▶ Your task: Line by line, print the records exactly, and keep images out of the copy.

▶ Input:
[Start of section]

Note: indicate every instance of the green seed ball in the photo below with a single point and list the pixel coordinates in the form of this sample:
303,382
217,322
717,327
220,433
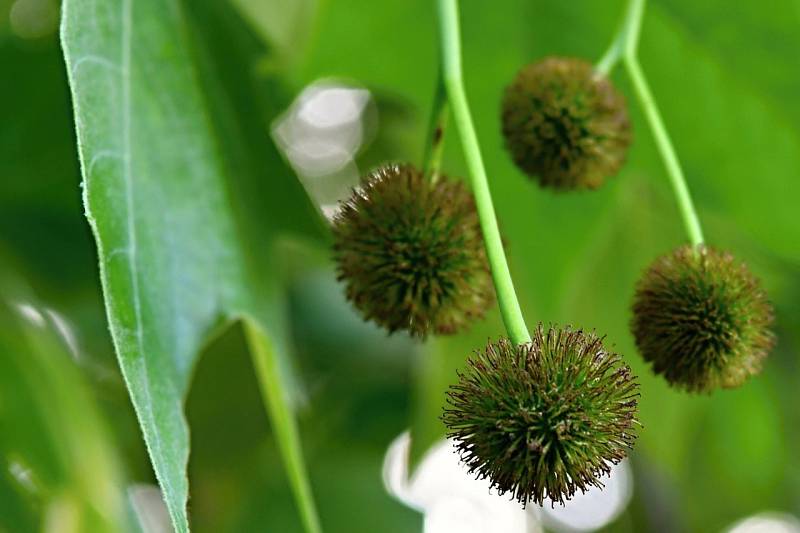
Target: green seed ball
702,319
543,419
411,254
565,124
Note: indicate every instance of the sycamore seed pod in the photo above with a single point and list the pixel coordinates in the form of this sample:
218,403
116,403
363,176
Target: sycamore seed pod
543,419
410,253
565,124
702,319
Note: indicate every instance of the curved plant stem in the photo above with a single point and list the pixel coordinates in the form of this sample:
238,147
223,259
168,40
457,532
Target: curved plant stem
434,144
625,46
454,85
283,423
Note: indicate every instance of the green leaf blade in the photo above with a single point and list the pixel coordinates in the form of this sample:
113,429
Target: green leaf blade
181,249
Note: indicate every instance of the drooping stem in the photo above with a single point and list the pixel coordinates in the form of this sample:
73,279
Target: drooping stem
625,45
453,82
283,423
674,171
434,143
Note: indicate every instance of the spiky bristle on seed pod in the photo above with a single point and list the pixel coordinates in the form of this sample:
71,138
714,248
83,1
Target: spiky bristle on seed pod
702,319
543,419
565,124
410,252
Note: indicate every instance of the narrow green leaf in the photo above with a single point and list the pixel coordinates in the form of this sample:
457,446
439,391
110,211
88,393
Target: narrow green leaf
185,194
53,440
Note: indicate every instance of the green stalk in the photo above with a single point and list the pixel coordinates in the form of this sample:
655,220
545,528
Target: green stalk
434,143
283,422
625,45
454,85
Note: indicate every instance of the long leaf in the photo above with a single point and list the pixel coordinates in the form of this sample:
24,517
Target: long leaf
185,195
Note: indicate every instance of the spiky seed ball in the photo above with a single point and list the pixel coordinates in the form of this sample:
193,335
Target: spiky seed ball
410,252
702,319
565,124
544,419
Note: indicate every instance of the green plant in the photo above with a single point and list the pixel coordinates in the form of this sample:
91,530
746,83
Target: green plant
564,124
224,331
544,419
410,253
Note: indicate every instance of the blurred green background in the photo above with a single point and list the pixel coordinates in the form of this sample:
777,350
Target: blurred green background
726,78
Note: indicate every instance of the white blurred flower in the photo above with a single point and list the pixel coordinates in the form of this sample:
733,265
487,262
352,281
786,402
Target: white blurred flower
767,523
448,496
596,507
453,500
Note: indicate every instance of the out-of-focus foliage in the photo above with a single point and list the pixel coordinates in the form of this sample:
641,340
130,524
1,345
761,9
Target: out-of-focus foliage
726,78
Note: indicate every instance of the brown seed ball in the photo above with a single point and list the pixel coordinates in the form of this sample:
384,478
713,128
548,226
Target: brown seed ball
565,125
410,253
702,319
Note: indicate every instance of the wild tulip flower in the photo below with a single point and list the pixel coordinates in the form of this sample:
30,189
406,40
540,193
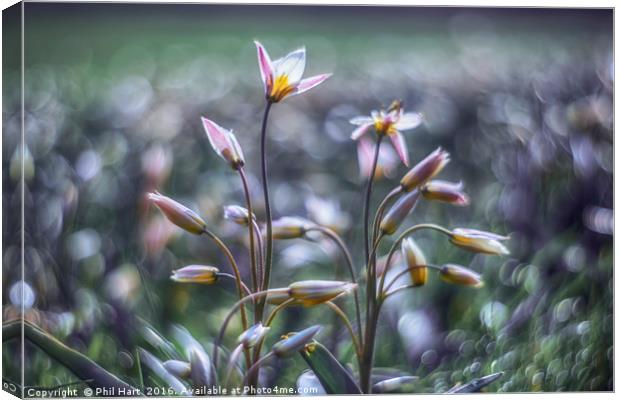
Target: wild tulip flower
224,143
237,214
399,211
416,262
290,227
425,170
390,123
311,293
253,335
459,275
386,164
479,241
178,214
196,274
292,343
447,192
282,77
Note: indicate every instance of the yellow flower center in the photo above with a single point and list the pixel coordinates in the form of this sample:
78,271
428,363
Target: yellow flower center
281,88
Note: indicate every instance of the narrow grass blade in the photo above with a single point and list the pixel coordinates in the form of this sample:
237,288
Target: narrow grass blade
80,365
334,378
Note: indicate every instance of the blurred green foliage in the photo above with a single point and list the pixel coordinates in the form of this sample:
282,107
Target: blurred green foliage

[End of section]

▶ Problem solution:
Note: indicate every instance of the green seed ball in the photo below with a single point and list the pixel coordinates in the form of this sample:
303,382
217,322
717,327
220,433
Target: green seed ball
702,319
543,419
411,254
565,124
Note: indicate every instance of the sycamore seed pod in the photo above with a single point and list the pixel coordinates in the form of this sample:
218,403
116,403
363,176
Target: sycamore seed pod
543,419
410,253
565,124
702,319
Note: indicate every instance of the curved plant stem in the photo above with a single point and list the pixel coordinates in the form of this sample:
238,147
223,259
168,40
457,532
Target: curved plant stem
434,144
625,46
454,85
283,423
Note: indicate every instance of the green leaf blade in the photo above with a single point and list the pixel coordinates in the form of this sample:
113,429
Target: green leaf blade
181,249
Note: indicate every instance of the drooping stem in the photo above with a single point and list the pixel coordinates in the form of this sample:
73,279
Target: drooping stem
625,45
453,82
283,423
674,171
434,143
Note: indicate every instance of the spiky bristle on seed pod in the photo above with a single point and list the pixel coordinates in the form of this sample:
71,138
714,248
83,1
Target: spiky bristle on seed pod
702,319
543,419
565,124
410,252
Note: indicate every instance of the narrow green leaf in the photo above with a single point and list the pixel coordinates in the form of this sample:
457,446
439,391
110,211
88,393
Target: narrow green leaf
185,194
53,440
Note: indicate every instance of the green stalk in the photo above with a single point and list the pixel coordinates in the form of this sample:
655,220
545,528
Target: green stalk
434,143
283,422
625,45
454,85
Note: indicate every instance of the long leaf in the photo above with a single point and list the pixel coordinates in the form of this sample:
24,517
Target: long leaf
185,195
Note: indicate every instance of the spiky seed ball in the photo above with a single point and list the pixel coordinates in the form of this sample:
193,335
Target: spiky seed ball
410,252
702,319
565,124
544,419
Note: indicate every instance of the green plant in the photo above with a single point and list the pixel coordinates in the form of this sample:
91,530
746,83
Target: green plant
564,124
224,331
544,419
410,253
Note: indicate every instance of the blurred green background in the photo above with a single point and list the pixel coordinates in the form of this sample:
777,350
Target: blurred green background
726,78
Note: indicate every instance of the white blurred flower in the photo above with a single point and list the pixel coordinates in the form of this sample:
733,265
487,262
352,281
786,402
Target: white blurred flower
767,523
448,496
596,507
453,500
Note: indicate every instance of the out-of-focus foliage in the photo above with a single point and list the pixel coordinates in the form of this sample:
641,340
130,524
1,345
761,9
Target: out-of-focus foliage
726,78
Note: indicate every instance of the brown seed ball in the photo above with a single point and list the pixel coordinates in the form of this sample:
384,478
713,128
548,226
Target: brown seed ball
565,125
410,253
702,319
Note: indicate every instance of the wild tulip flower in the photo below with a single point and list the pixel coordinates in the form of this sample:
30,189
406,40
540,193
Target: wild tulip flower
224,143
237,214
399,211
416,262
290,227
425,170
390,123
311,293
253,335
459,275
386,164
479,241
178,214
196,274
292,343
447,192
282,77
Note: indicate every instance of the yellow flower center in the photo above with a single point and list the pixel coordinates in the form of this sample:
78,271
428,363
Target: yellow flower center
281,88
Note: indicate every instance of the narrow grass blade in the photo above with a single point and list the pixel coordinates in the form of this sample:
237,288
Target: narrow grass blade
80,365
334,378
Note: indicate every instance of the blurred green foliage in the photo above with a single point and list the pixel coordinates in the form of this sample:
282,107
Target: blurred green foliage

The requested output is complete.